▶ **Task statement**:
Below are records to retype exactly, except for the pictures.
:: Record extracts ::
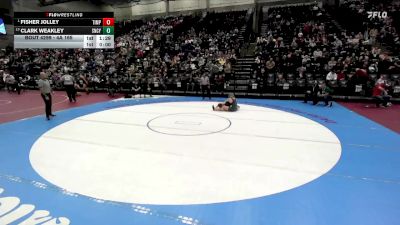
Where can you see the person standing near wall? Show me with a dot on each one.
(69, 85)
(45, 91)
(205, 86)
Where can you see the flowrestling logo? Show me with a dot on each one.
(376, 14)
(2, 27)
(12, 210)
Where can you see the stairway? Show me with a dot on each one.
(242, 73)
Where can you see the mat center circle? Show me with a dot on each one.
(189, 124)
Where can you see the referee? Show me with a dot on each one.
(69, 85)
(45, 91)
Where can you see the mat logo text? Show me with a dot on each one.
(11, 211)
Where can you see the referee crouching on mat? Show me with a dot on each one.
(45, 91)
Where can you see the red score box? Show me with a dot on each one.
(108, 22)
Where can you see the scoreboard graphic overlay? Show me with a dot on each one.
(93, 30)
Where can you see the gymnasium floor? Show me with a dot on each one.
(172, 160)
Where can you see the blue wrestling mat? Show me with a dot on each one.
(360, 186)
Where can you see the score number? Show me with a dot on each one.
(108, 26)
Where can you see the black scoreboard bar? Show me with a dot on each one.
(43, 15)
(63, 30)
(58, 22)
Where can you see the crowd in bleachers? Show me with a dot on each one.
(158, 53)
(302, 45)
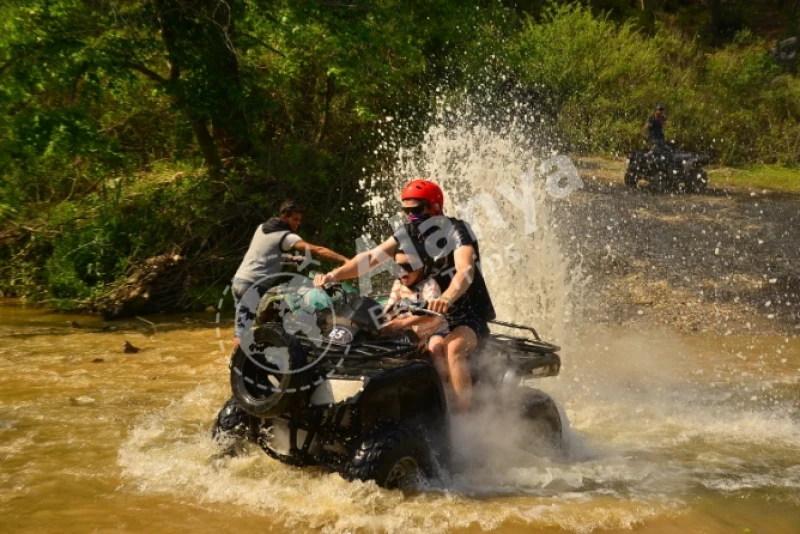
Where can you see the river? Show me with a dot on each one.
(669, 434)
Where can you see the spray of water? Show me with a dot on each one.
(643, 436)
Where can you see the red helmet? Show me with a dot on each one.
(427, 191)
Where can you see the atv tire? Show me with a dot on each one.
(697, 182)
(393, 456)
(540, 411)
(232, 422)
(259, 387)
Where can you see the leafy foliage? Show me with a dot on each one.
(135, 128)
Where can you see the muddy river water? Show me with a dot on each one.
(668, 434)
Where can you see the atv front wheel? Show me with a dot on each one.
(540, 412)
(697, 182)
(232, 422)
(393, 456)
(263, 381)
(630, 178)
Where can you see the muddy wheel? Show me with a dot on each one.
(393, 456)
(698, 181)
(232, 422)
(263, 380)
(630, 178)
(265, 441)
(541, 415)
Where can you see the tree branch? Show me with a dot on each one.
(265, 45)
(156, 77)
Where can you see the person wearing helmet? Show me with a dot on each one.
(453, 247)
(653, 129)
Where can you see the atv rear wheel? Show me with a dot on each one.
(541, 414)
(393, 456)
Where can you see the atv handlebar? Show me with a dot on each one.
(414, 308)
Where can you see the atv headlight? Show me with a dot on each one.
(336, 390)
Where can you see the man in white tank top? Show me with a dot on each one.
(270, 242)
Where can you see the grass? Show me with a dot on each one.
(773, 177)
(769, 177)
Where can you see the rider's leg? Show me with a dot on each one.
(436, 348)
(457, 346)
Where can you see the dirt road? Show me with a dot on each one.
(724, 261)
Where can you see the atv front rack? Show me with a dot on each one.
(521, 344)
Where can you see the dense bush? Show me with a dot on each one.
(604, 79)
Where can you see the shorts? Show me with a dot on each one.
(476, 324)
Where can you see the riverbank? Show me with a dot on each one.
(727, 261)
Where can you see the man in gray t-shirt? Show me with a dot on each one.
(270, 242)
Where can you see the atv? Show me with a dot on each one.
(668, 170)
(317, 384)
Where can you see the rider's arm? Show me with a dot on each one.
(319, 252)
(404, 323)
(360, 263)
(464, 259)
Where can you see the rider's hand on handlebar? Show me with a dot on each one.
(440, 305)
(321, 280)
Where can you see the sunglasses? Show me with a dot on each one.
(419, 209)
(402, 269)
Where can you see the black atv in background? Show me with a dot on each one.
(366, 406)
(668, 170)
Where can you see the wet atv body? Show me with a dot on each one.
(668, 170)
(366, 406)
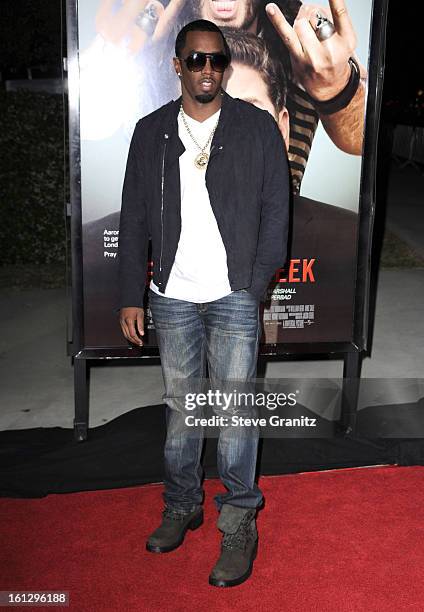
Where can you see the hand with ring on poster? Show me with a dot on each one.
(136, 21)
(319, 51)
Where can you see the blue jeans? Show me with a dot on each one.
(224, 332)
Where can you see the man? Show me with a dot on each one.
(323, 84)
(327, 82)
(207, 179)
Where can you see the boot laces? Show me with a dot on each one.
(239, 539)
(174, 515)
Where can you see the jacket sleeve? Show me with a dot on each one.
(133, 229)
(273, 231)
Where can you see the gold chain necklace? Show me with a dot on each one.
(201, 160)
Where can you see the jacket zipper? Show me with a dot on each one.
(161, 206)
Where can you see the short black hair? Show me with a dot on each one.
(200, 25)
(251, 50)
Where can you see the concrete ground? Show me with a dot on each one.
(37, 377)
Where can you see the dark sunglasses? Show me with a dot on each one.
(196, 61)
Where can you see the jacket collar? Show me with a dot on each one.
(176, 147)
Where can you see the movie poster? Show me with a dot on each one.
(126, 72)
:::
▶ **Completed exercise**:
Where can you see the person standing near wall? Show me with a dot on each one.
(69, 85)
(45, 91)
(205, 86)
Where can you see the flowrestling logo? Show me with a dot on each one.
(376, 14)
(2, 27)
(12, 210)
Where can you see the stairway? Show me with a dot on each one.
(242, 73)
Where can you see the mat center circle? Show me with a dot on each one.
(189, 124)
Where can you see the referee? Show me with a dot on each one.
(69, 85)
(45, 91)
Where can you see the mat logo text? Show me with a dot on each one.
(11, 211)
Where can you see the referee crouching on mat? Show me with a dot on each one.
(45, 91)
Where can you see the red score box? Show me with a dot on each one.
(108, 22)
Where can you see the scoreboard graphic overlay? Show me with a dot on each one.
(93, 30)
Where can you see the gymnasium floor? Show me with a dot on each one.
(172, 160)
Where can you see the blue wrestling mat? Show me with a dot on each one.
(360, 186)
Where can you see the score number? Show me with a dot on each one.
(108, 26)
Where can you see the black scoreboard bar? Show me with a dot on each one.
(43, 15)
(63, 30)
(58, 22)
Where can you see the crowd in bleachers? Show me with a dot on each one.
(158, 53)
(302, 45)
Where can you see the river? Show me with a dot on each one.
(669, 434)
Where can you see the spray of water? Show me with a dot on each one.
(643, 436)
Where can you see the red helmet? Show me with a dot on each one.
(427, 191)
Where can you see the atv tire? Show me with a dot on each one.
(697, 182)
(393, 456)
(540, 411)
(232, 422)
(259, 387)
Where can you see the leafy foliage? Show me with a dot on each one.
(135, 128)
Where can you see the muddy river water? Show me with a dot on each one.
(668, 434)
Where can you see the atv front wheel? Show me with a dot on each one.
(540, 412)
(697, 182)
(232, 422)
(393, 456)
(263, 381)
(630, 178)
Where can you see the muddy wheel? Show me with a dot on each one.
(393, 456)
(698, 181)
(232, 422)
(263, 380)
(630, 178)
(265, 441)
(541, 415)
Where can you see the tree branch? Show me with a dot on each one.
(265, 45)
(156, 77)
Where can you see the person wearing helmet? Show me with a dot on each one.
(453, 247)
(653, 129)
Where can you see the atv rear wheel? Show me with a dot on each one.
(541, 414)
(393, 456)
Where can you see the atv handlebar? Show me with a dot on each one.
(414, 308)
Where can you see the atv headlight? Show me with a dot on each one.
(336, 390)
Where can you see the man in white tank top? Show me with a dot on each one.
(270, 242)
Where can you see the grass? Show me with a dot on each one.
(773, 177)
(769, 177)
Where can you see the rider's leg? Show me with a dot on each one.
(436, 348)
(457, 346)
Where can you see the dirt road? Show me with a dot on each one.
(724, 261)
Where can you see the atv front rack? Show me with a dot on each one.
(521, 344)
Where can you see the dense bush? Show me with a dot on each one.
(604, 79)
Where can you see the shorts? Show me with a dot on each one.
(476, 324)
Where can you see the riverbank? Show me with a dot on each one.
(727, 261)
Where can you see the man in gray t-shirt? Show me with a dot on each one.
(270, 242)
Where can you see the atv? Show me with a dot on each one.
(668, 170)
(317, 384)
Where can you see the rider's arm? Show me with a dot on each one.
(319, 252)
(404, 323)
(360, 263)
(464, 259)
Where can you see the rider's hand on handlebar? Show me with a dot on each one.
(440, 305)
(321, 280)
Where can you see the sunglasses? Show me with a dot on each one.
(419, 209)
(402, 269)
Where can you see the black atv in background? Show me with a dot on each one.
(366, 406)
(668, 170)
Where can you see the wet atv body? Show me with a dot on each one.
(668, 170)
(366, 406)
Where can you see the hand with ring on poster? Show me with a dot on each one.
(136, 21)
(319, 51)
Where can you see the blue jeans? Show me with a dot on each one.
(224, 332)
Where can you see the man? Show me with a dot on each one.
(323, 84)
(327, 82)
(207, 179)
Where can you see the boot laces? Show me with a dot on each one.
(239, 539)
(174, 515)
Where can you see the jacket sleeve? Show me with a dot on each one.
(133, 229)
(273, 231)
Where can you see the gold chain necklace? Show me with a dot on each one.
(201, 160)
Where can you see the jacket zipper? Show me with a dot on each one.
(161, 206)
Where can you see the short black hair? Show me with a dot on each one.
(200, 25)
(251, 50)
Where can you see the concrete ground? Show me with a dot on each one.
(37, 377)
Where can you see the dark sunglasses? Show me with a dot on each one.
(196, 61)
Where can you see the jacket collar? Show me with a dot on each one.
(176, 147)
Where can you see the movie poster? Show me with a dot on each one.
(126, 72)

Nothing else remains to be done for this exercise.